-- Records for this exercise follows --
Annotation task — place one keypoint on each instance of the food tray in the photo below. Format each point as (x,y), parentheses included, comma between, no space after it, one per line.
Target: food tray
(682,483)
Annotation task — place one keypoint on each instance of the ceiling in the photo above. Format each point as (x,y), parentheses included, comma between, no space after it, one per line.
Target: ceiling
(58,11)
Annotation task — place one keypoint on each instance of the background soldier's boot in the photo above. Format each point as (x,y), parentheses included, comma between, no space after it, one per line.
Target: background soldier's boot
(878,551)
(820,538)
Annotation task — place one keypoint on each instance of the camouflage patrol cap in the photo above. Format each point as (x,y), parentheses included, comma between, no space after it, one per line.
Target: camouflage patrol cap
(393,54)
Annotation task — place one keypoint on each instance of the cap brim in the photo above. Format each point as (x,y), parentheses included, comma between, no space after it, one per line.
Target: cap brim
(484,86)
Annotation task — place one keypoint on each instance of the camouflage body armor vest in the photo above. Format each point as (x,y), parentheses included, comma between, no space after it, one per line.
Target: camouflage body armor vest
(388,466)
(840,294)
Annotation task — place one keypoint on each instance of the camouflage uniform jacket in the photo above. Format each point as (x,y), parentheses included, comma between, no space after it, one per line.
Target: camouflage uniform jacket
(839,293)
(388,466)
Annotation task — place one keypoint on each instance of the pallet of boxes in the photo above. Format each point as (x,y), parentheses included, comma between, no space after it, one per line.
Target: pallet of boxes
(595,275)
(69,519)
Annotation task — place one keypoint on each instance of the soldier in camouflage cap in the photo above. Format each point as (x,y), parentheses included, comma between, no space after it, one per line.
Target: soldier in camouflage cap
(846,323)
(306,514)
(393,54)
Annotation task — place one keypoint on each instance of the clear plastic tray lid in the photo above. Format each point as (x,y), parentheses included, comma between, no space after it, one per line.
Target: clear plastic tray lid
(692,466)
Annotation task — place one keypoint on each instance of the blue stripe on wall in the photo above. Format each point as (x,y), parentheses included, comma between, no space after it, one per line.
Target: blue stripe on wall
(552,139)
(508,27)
-- Records for this exercise concluded --
#### What you need to do
Your answer must be the full set of entries, copied exactly.

#### Exercise solution
Annotation task — place one keypoint on each instance of the food tray in the photo below. Format each point as (x,y), parentheses included, comma between, no space after it, one per line.
Target: food tray
(682,483)
Annotation task — place one keypoint on each instance of the ceiling in the photo above. Format each point as (x,y), parentheses included, comma between, no space after it, one per line.
Target: ceiling
(58,11)
Annotation task — place one keypoint on each instance of the background soldier's boot in the photo above. Format each point as (x,y), parentheses included, comma between, no space after it, one per line.
Target: background soldier's boot
(878,551)
(820,538)
Annotation task — place one keypoint on each instance of the camouflage patrol cap in the photo above. Format each point as (x,y), parentheses included, comma between, no space after it, one per line.
Target: camouflage patrol cap
(393,54)
Annotation task — place one keypoint on each instance of the cap brim in the photo above. Format each point as (x,y), parentheses included, comma between, no space after it, one per line.
Target: cap brim
(484,86)
Annotation task — place one keypoint on each instance of the camouflage body armor vest in the photo above. Format each point as (x,y), parentheses included, comma between, no space after it, one per line.
Target: camouflage body armor vest
(388,466)
(840,294)
Annotation task — place one keypoint on each instance of the camouflage uniform jacket in the photo above. Format each point as (x,y), parentheses included, comma between, no space after it, one per line.
Target: camouflage uniform jacket
(839,293)
(388,466)
Annotation task — place one keypoint on each instance of the pallet of boxes in the photo above. Format each point as (x,y), parentheses included, comma between, no space after it, one per line.
Target: pallet of boxes
(595,275)
(69,519)
Annotation task — place one keypoint on each instance of the soldier in camouflage cap in the photo above. Format each point as (x,y), parentheses included, comma between, no space after it, one per line.
Target: soldier in camouflage cap
(846,323)
(306,514)
(393,54)
Annotation task — place one keypoint on each instance of the clear plastic tray lid in the photo above. Format each point as (x,y), parentheses included, comma between, no space after it, one per line.
Target: clear plastic tray lid
(692,466)
Annotation task — place one keypoint on each instance of the blue stripe on wall in the photo above. Format each point as (x,y), parentheses included, comma between, no space after it, one per line.
Target: blue stripe on wall
(552,139)
(508,27)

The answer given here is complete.